Records excerpted from a collection:
---*---
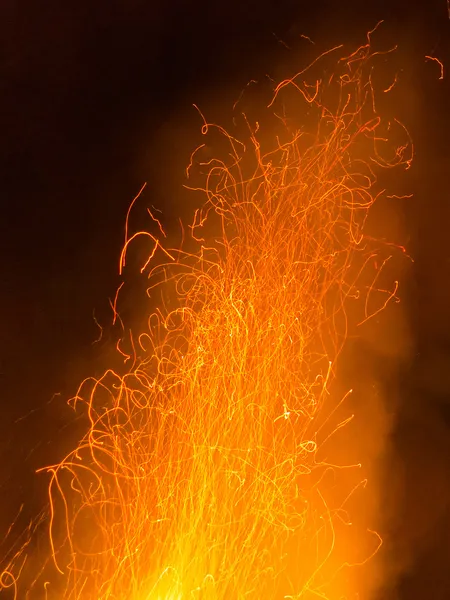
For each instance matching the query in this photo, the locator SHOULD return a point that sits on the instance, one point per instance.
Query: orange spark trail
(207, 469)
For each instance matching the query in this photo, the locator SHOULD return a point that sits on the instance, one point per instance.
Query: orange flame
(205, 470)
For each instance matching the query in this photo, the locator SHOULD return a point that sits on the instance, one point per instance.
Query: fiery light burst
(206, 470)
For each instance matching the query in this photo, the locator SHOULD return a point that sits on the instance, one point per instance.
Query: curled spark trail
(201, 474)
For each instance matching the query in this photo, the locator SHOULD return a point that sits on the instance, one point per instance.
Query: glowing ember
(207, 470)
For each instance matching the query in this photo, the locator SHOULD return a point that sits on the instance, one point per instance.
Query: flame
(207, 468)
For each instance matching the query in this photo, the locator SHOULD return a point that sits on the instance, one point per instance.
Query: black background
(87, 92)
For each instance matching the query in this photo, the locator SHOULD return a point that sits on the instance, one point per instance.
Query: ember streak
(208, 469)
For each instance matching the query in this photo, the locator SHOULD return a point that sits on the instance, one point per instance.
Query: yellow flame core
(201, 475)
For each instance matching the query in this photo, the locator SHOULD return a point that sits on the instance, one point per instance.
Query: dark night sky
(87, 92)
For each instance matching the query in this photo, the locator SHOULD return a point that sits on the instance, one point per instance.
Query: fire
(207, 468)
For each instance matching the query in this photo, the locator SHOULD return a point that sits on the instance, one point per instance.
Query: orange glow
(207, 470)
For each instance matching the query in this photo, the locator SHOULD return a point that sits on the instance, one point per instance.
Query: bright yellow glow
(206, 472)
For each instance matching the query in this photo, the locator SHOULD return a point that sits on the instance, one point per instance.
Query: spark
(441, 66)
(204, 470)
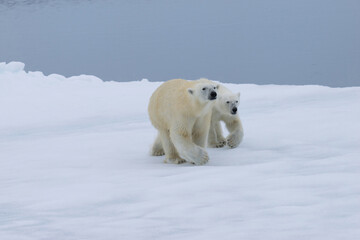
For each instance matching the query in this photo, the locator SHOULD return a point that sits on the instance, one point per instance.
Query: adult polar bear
---*---
**EXERCISE INSTRUCTIONS:** Excluding images, return all of the records above word for word.

**SOLUTION FOR THIS PROBLEM:**
For each instance matching the query in this photo, the locator SHOULD return a point that sits on the instance, one point per instance.
Query: orange spark trail
(207, 469)
For each instance matching the query in this photo, the locator SHOULD return a point that sits on the instance, one point per instance.
Query: orange flame
(205, 470)
For each instance matching the query in this photo, the locator SHOULD return a point that sits on the instance, one point per instance.
Query: fiery light burst
(206, 470)
For each instance matching the query in this photo, the locator SHOULD return a point that sits on the instance, one point per instance.
Query: curled spark trail
(201, 474)
For each instance matching the query in this photo, the locator SHOULD return a point that sits on the instance, one point per instance.
Query: glowing ember
(207, 470)
For each instance matching the query in this photo, the locator SHOULD return a point that sits on the instance, one point per instance.
Query: flame
(207, 468)
For each instance matching the query in this photo, the locator SHOULD return a point that sits on the instance, one point per instance.
Query: black background
(87, 92)
For each instance matching the query in this photo, the locator SHOULD return a point that sits on the instance, one point per instance.
Query: ember streak
(208, 469)
For each instance matching the query in this photo, the locator SHOULD return a point that sits on the instance, one point per instance.
Query: yellow flame core
(201, 475)
For each instance matching the query in this photo, the locator SHOULD return a point that sits on the instance, one point per instance.
Query: dark night sky
(87, 92)
For each instance matching the query in this photo, the locator SHOULD return a point that sits on the instance, one point per instance.
Query: fire
(207, 468)
For each instance matching the query in this photo, the locator SHOULD return a point that sits on the instance, one point per instance.
Query: orange glow
(207, 470)
For each instance matching the query in this photo, the locator SHOULD return a point that sits on the instance, one point per instance.
Query: bright yellow glow
(206, 472)
For each instance matching the query in this photo, the locator SHOULD return a point that sits on the instance, one point per instance.
Query: spark
(441, 66)
(204, 470)
For each instance matching the query in this photo, the locator SHOULD return a point that sits on the instance, one point per instance.
Query: adult polar bear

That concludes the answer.